[Start of Attachment]

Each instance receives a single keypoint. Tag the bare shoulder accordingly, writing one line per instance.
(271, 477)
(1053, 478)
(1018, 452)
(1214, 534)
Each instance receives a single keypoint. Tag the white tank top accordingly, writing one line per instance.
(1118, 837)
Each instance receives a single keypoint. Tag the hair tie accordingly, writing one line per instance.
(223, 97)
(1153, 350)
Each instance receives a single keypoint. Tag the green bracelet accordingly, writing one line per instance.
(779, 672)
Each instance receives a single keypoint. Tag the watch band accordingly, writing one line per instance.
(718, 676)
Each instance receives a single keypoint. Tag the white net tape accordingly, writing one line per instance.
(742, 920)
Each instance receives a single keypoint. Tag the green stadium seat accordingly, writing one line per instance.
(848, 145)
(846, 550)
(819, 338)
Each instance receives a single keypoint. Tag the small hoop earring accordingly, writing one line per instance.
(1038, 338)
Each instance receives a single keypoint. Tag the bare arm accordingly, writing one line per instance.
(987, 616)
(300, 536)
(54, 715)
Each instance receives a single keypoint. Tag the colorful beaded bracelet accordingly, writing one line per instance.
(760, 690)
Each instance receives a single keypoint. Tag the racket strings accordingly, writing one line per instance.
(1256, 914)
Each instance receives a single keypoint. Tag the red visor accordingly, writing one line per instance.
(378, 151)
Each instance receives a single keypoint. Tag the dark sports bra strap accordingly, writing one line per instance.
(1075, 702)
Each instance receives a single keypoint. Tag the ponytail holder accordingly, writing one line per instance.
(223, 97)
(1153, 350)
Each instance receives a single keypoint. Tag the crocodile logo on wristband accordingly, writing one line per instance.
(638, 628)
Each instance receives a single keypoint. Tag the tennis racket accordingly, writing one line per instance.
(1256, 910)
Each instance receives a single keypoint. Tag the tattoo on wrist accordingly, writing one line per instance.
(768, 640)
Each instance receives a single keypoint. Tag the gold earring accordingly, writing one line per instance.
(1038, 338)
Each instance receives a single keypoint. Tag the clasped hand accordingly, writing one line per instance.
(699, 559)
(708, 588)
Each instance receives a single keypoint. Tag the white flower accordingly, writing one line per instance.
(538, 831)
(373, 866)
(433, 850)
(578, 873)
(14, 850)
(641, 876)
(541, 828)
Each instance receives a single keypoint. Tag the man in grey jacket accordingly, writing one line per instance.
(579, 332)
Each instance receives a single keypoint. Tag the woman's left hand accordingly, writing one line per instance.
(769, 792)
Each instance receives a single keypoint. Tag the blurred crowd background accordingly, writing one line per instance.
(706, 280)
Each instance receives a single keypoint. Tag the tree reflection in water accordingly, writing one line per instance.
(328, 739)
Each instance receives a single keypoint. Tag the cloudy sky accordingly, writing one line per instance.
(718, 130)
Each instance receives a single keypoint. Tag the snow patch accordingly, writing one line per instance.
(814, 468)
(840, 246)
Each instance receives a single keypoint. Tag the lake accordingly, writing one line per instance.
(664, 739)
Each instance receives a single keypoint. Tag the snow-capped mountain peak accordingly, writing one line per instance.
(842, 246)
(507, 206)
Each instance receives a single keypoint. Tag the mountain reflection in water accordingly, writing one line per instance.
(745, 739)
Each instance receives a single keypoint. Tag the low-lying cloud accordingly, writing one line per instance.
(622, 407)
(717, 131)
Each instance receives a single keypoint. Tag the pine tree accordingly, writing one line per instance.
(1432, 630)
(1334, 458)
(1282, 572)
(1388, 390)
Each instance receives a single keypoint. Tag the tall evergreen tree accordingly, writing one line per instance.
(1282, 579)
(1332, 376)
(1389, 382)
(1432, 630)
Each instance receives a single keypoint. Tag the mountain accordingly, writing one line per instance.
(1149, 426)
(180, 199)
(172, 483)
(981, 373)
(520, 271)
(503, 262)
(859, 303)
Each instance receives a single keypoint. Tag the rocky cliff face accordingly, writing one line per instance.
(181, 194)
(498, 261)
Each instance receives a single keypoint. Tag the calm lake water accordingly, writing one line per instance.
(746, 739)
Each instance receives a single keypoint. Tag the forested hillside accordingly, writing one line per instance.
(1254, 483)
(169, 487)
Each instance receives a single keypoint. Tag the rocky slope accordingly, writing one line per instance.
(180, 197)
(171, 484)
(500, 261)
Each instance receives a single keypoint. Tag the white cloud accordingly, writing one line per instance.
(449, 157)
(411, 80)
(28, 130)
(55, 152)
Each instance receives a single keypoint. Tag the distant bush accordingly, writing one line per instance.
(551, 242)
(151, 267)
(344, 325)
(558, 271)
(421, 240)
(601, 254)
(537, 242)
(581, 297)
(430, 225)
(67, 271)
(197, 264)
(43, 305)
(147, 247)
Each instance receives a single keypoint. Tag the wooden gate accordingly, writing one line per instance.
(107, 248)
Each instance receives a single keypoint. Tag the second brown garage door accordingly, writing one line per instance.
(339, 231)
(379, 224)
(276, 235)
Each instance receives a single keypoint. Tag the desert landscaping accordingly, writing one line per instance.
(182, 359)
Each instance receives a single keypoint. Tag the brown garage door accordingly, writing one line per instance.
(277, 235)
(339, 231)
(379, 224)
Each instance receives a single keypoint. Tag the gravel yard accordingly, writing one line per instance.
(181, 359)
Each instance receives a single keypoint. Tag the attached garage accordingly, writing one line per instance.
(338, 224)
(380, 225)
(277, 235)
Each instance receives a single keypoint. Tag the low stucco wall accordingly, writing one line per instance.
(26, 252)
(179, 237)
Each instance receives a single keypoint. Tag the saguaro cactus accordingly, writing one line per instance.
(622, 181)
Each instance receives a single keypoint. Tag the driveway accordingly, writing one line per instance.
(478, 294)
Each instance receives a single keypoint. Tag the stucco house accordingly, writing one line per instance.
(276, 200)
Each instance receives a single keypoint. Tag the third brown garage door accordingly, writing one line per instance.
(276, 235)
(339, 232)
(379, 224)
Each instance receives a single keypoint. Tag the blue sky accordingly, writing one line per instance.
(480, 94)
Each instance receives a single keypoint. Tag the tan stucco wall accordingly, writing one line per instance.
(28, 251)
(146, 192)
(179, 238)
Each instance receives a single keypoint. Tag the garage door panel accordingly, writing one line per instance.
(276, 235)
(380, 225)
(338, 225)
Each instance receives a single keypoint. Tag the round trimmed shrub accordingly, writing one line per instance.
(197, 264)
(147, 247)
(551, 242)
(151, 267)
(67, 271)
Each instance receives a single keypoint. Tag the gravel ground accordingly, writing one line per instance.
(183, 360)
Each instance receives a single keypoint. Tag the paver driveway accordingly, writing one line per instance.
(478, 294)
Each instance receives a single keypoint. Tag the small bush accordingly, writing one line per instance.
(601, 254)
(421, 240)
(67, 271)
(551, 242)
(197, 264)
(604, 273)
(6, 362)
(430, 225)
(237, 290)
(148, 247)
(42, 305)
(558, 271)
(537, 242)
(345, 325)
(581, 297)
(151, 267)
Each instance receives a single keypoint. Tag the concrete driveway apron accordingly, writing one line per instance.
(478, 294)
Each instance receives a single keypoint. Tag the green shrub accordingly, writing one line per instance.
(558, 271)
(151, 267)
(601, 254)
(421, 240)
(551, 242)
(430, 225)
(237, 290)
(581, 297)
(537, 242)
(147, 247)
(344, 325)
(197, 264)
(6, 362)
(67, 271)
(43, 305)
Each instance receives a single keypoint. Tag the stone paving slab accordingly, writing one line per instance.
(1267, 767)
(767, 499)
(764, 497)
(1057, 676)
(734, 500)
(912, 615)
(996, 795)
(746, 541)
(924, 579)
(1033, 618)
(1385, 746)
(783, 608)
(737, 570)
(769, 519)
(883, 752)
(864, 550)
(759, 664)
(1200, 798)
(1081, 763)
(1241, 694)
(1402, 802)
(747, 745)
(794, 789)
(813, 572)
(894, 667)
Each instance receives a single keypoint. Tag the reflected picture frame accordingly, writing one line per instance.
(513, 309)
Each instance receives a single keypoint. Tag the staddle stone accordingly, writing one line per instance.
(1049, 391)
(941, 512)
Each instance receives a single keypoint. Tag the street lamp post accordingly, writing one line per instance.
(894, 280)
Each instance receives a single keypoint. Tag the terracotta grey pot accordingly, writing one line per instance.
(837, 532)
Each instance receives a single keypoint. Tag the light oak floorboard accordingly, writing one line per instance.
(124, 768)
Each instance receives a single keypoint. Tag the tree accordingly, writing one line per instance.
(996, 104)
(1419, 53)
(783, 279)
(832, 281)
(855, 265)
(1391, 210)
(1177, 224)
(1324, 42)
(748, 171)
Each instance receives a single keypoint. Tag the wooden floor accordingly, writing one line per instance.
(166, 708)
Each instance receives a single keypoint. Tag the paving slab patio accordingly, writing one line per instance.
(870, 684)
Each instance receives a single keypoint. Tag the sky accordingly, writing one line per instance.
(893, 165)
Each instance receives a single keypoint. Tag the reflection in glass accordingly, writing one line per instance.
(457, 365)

[End of Attachment]

- **Exercise description**
Would you print the line containing "Each instance receives a single keypoint. Tag the sky" and every line after it up to the end of the listing above, exactly, and nothing else?

- **Your solution**
Each instance receives a single keypoint. Tag the sky accordingly, writing one line per instance.
(893, 165)
Each instance receives a single keypoint. Tag the reflection in glass accordingly, writing one line per instance.
(457, 365)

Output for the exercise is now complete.